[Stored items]
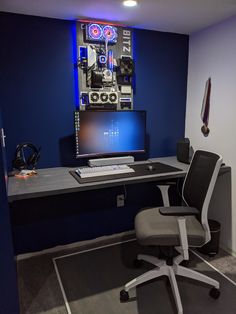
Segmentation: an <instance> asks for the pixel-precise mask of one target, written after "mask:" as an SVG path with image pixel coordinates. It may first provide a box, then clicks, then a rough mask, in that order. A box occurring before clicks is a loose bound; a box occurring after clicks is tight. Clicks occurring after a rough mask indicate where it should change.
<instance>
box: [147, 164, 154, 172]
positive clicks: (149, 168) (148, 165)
mask: <svg viewBox="0 0 236 314" xmlns="http://www.w3.org/2000/svg"><path fill="white" fill-rule="evenodd" d="M147 170H149V171H153V170H155V167H154V166H152V165H147Z"/></svg>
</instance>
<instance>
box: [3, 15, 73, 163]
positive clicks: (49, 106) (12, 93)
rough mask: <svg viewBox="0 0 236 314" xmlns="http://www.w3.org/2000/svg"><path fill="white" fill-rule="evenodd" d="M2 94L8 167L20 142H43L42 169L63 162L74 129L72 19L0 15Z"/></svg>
mask: <svg viewBox="0 0 236 314" xmlns="http://www.w3.org/2000/svg"><path fill="white" fill-rule="evenodd" d="M0 32H1V33H0V42H1V49H0V68H1V71H0V98H1V100H2V108H3V120H4V124H5V128H6V135H7V159H8V165H9V168H10V167H11V161H12V159H13V157H14V152H15V148H16V145H17V144H19V143H22V142H32V143H34V144H35V145H36V146H41V158H40V162H39V165H38V166H39V167H41V168H42V167H55V166H59V165H60V164H61V159H60V141H61V139H62V138H64V137H66V136H68V135H71V134H72V133H73V131H74V125H73V111H74V104H75V92H74V60H73V58H74V56H73V45H72V36H73V30H72V23H71V22H68V21H63V20H56V19H47V18H40V17H31V16H24V15H17V14H1V15H0Z"/></svg>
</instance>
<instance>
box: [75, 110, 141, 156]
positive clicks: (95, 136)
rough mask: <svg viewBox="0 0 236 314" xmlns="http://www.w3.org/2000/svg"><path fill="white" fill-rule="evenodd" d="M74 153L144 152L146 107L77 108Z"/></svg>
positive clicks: (84, 155)
mask: <svg viewBox="0 0 236 314" xmlns="http://www.w3.org/2000/svg"><path fill="white" fill-rule="evenodd" d="M75 128H76V157H87V156H105V155H121V154H125V153H144V152H145V136H146V112H145V111H77V112H76V113H75Z"/></svg>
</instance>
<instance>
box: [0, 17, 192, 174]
mask: <svg viewBox="0 0 236 314" xmlns="http://www.w3.org/2000/svg"><path fill="white" fill-rule="evenodd" d="M0 32H1V33H0V40H1V50H0V68H1V71H0V98H1V99H2V107H3V119H4V123H5V128H6V135H7V159H8V167H9V169H10V168H11V161H12V159H13V157H14V152H15V147H16V145H17V144H18V143H22V142H27V141H29V142H33V143H34V144H35V145H36V146H41V147H42V148H41V158H40V161H39V165H38V167H41V168H42V167H55V166H60V165H69V164H70V165H74V164H75V163H76V160H75V145H74V136H73V133H74V122H73V110H74V109H75V106H76V105H78V91H77V79H78V77H77V76H76V75H75V71H74V70H75V66H74V64H75V59H76V49H75V40H76V37H75V22H72V21H63V20H56V19H48V18H41V17H32V16H24V15H17V14H4V13H2V14H1V15H0ZM134 58H135V69H136V70H135V72H136V78H135V95H134V108H135V109H136V110H138V109H144V110H146V111H147V119H148V120H147V133H148V137H149V152H148V153H149V156H151V157H154V156H168V155H174V154H175V147H176V142H177V140H178V139H179V138H180V137H183V135H184V127H185V103H186V86H187V65H188V36H186V35H179V34H171V33H162V32H155V31H147V30H134ZM147 157H148V155H147Z"/></svg>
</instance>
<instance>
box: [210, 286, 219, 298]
mask: <svg viewBox="0 0 236 314" xmlns="http://www.w3.org/2000/svg"><path fill="white" fill-rule="evenodd" d="M209 295H210V297H212V298H213V299H218V298H219V297H220V290H219V289H216V288H212V289H211V290H210V292H209Z"/></svg>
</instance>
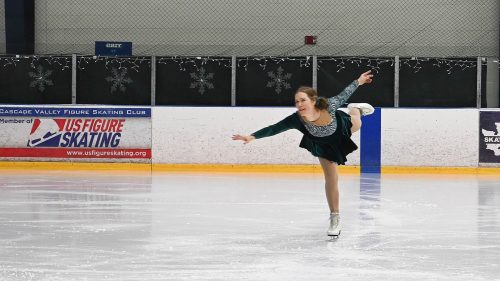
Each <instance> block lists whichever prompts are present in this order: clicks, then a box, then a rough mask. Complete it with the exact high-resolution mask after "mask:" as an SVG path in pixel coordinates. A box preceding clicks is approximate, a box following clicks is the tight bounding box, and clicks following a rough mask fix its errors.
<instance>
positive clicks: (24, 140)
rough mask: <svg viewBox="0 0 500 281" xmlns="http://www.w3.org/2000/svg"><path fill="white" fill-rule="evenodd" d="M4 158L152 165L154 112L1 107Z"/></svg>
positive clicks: (119, 108)
mask: <svg viewBox="0 0 500 281" xmlns="http://www.w3.org/2000/svg"><path fill="white" fill-rule="evenodd" d="M0 158H21V159H43V160H48V159H50V158H54V159H57V160H62V161H73V160H72V159H87V161H89V162H93V160H92V159H107V160H106V161H108V162H110V161H111V162H115V161H113V160H112V159H115V160H116V159H128V160H133V159H142V160H145V161H135V162H149V161H150V159H151V109H150V108H136V107H132V108H118V107H117V108H115V107H113V108H108V107H96V108H89V107H16V106H0ZM110 159H111V160H110ZM102 161H103V160H101V161H99V162H102ZM119 162H123V160H122V161H119Z"/></svg>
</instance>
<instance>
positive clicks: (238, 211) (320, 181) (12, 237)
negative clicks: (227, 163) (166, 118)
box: [0, 171, 500, 281]
mask: <svg viewBox="0 0 500 281" xmlns="http://www.w3.org/2000/svg"><path fill="white" fill-rule="evenodd" d="M340 190H341V218H342V222H343V230H342V234H341V236H340V238H339V239H338V240H336V241H334V242H330V241H327V240H328V239H327V237H326V229H327V226H328V209H327V206H326V200H325V198H324V191H323V179H322V176H321V175H308V174H306V175H289V174H277V175H265V174H249V175H245V174H212V175H211V174H179V173H177V174H153V175H150V174H133V173H132V174H131V173H115V172H109V173H108V174H105V173H84V172H72V173H68V172H56V171H53V172H36V173H34V172H5V171H3V172H0V280H16V281H17V280H56V281H57V280H65V281H67V280H310V281H313V280H314V281H316V280H419V281H420V280H464V281H465V280H467V281H469V280H499V278H500V176H499V177H492V176H489V177H488V176H422V175H418V176H385V175H383V176H382V177H380V175H362V176H358V175H341V177H340Z"/></svg>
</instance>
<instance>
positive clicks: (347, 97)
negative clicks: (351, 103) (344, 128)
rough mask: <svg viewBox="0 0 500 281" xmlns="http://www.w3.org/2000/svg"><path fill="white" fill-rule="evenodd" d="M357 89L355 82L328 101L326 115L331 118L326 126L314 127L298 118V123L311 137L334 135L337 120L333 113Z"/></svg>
mask: <svg viewBox="0 0 500 281" xmlns="http://www.w3.org/2000/svg"><path fill="white" fill-rule="evenodd" d="M357 87H358V83H357V82H353V83H351V84H350V85H349V86H347V88H345V89H344V91H342V92H341V93H340V94H338V95H337V96H334V97H331V98H329V99H328V100H327V101H328V108H327V111H328V114H330V116H331V117H332V122H330V123H329V124H327V125H324V126H318V125H314V124H313V123H310V122H307V121H305V120H304V119H302V118H300V117H299V119H300V121H301V122H302V124H303V125H304V127H305V128H306V130H307V131H308V132H309V133H310V134H311V135H313V136H315V137H319V138H321V137H327V136H330V135H332V134H333V133H335V131H336V130H337V119H336V118H335V111H337V109H338V108H339V107H340V106H342V105H343V104H344V103H345V102H346V101H347V99H348V98H349V97H350V96H351V95H352V94H353V93H354V91H355V90H356V88H357Z"/></svg>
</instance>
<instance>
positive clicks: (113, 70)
mask: <svg viewBox="0 0 500 281" xmlns="http://www.w3.org/2000/svg"><path fill="white" fill-rule="evenodd" d="M111 73H112V76H108V77H106V78H104V79H105V80H106V81H108V82H111V83H113V85H111V93H113V92H114V91H116V90H117V89H118V88H119V89H120V92H125V91H126V90H127V87H126V86H125V84H130V83H132V82H134V81H132V79H130V77H127V69H126V68H121V71H118V69H117V68H115V67H113V68H111Z"/></svg>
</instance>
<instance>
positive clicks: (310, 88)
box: [295, 86, 328, 110]
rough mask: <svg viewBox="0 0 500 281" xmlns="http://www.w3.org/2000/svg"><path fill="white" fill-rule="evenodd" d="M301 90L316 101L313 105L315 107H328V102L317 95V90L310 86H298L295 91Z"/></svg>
mask: <svg viewBox="0 0 500 281" xmlns="http://www.w3.org/2000/svg"><path fill="white" fill-rule="evenodd" d="M298 92H302V93H305V94H306V95H307V96H308V97H309V98H310V99H311V100H313V101H316V103H315V104H314V107H316V108H317V109H319V110H322V109H327V108H328V102H327V101H326V99H325V98H324V97H320V96H318V92H316V90H315V89H314V88H312V87H305V86H304V87H300V88H298V89H297V92H295V93H298Z"/></svg>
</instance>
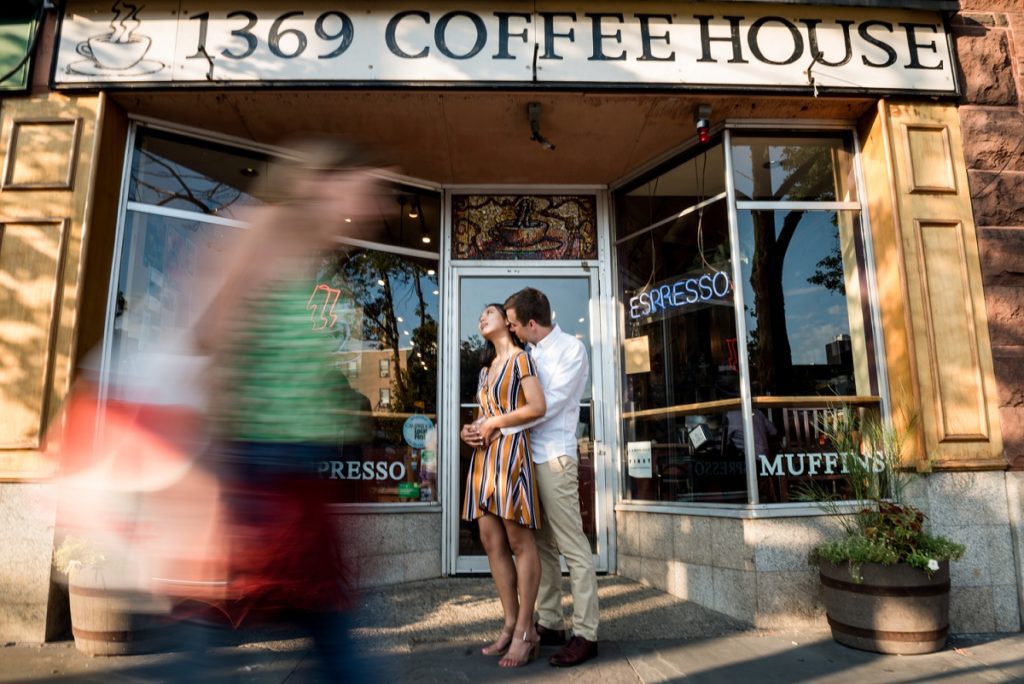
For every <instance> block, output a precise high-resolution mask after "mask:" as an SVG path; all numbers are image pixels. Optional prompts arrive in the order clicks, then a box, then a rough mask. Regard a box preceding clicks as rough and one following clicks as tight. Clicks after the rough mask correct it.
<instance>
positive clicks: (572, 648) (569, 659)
mask: <svg viewBox="0 0 1024 684" xmlns="http://www.w3.org/2000/svg"><path fill="white" fill-rule="evenodd" d="M592 657H597V642H596V641H587V640H586V639H584V638H583V637H572V638H571V639H569V642H568V643H567V644H565V645H564V646H562V649H561V650H560V651H558V652H557V653H555V654H554V655H552V656H551V657H550V658H548V662H550V664H551V665H553V666H555V667H556V668H571V667H573V666H578V665H580V664H581V662H585V661H587V660H589V659H590V658H592Z"/></svg>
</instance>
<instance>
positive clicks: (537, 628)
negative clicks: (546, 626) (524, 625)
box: [534, 623, 565, 646]
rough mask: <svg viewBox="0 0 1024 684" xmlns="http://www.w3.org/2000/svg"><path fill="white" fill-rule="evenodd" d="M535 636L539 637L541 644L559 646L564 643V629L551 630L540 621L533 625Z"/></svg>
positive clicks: (543, 644) (543, 645) (564, 639)
mask: <svg viewBox="0 0 1024 684" xmlns="http://www.w3.org/2000/svg"><path fill="white" fill-rule="evenodd" d="M534 627H536V628H537V636H539V637H541V645H542V646H561V645H563V644H564V643H565V630H552V629H551V628H549V627H545V626H544V625H541V624H540V623H537V624H536V625H534Z"/></svg>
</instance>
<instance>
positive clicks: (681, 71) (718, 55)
mask: <svg viewBox="0 0 1024 684" xmlns="http://www.w3.org/2000/svg"><path fill="white" fill-rule="evenodd" d="M53 80H54V85H55V86H57V87H66V88H83V87H99V86H104V87H106V86H133V85H135V86H137V85H146V84H151V85H160V84H188V85H191V86H195V85H215V84H221V83H245V82H258V83H268V84H274V83H279V84H286V85H288V84H298V83H304V84H328V83H332V82H341V83H356V84H359V83H362V84H381V85H417V84H431V83H437V84H441V83H443V84H467V85H469V84H475V83H481V84H494V83H503V84H510V85H513V84H514V85H515V86H517V87H522V86H526V87H532V86H535V85H536V86H543V85H557V84H573V83H579V84H588V85H592V86H602V85H603V86H608V87H615V86H617V87H625V86H635V85H638V84H646V85H651V86H657V87H674V86H682V87H701V88H715V87H719V88H772V89H777V88H790V89H794V88H796V89H801V90H805V91H806V90H810V89H814V90H815V92H818V91H825V92H827V91H862V90H872V91H906V92H910V91H913V92H925V93H955V90H956V86H955V80H954V76H953V69H952V59H951V55H950V42H949V39H948V37H947V34H946V30H945V27H944V25H943V22H942V17H941V16H940V14H938V13H937V12H930V11H909V10H898V9H883V8H856V7H823V6H817V5H814V6H810V5H804V6H799V5H795V4H792V3H780V4H778V5H774V4H766V3H756V4H754V3H752V4H743V3H727V2H719V3H709V2H672V3H670V2H666V3H657V2H632V3H629V2H604V1H601V0H595V1H593V2H586V1H581V0H578V1H575V2H573V1H572V0H560V1H554V0H553V1H544V0H539V1H538V2H536V3H525V2H464V3H461V4H459V3H452V2H443V3H440V2H429V1H424V2H419V3H410V2H396V3H391V2H368V1H360V2H343V1H338V0H335V1H330V0H307V1H304V2H291V3H281V2H266V3H262V2H255V1H253V0H249V1H248V2H246V0H238V1H237V2H232V1H231V0H227V1H224V2H220V1H216V2H214V1H213V0H207V2H206V3H203V2H188V1H187V0H180V1H173V2H172V1H166V0H165V1H161V0H146V1H145V2H144V3H143V2H126V1H125V0H116V1H114V2H113V3H112V1H111V0H104V1H102V2H76V1H75V0H70V1H69V2H68V3H67V6H66V9H65V12H63V15H62V19H61V24H60V37H59V47H58V54H57V59H56V63H55V66H54V72H53Z"/></svg>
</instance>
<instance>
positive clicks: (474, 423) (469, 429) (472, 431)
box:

### What the task asks
Write out exactly the lines above between the line with "Each <instance> block" and the line with "positive clicks: (24, 140)", inclusive, and nothing beyond them.

### Task solution
Each <instance> block lists whichever prompts are present in this order: clicks, then a box, then a rough mask. Complete it with the exact high-resolution mask after "mask:" as an SVG path in pixel coordinates. A box preceding clicks is approximate, a box following clicks is the tight bounding box, and clicks following a rough mask fix its errors.
<instance>
positive clicks: (24, 140)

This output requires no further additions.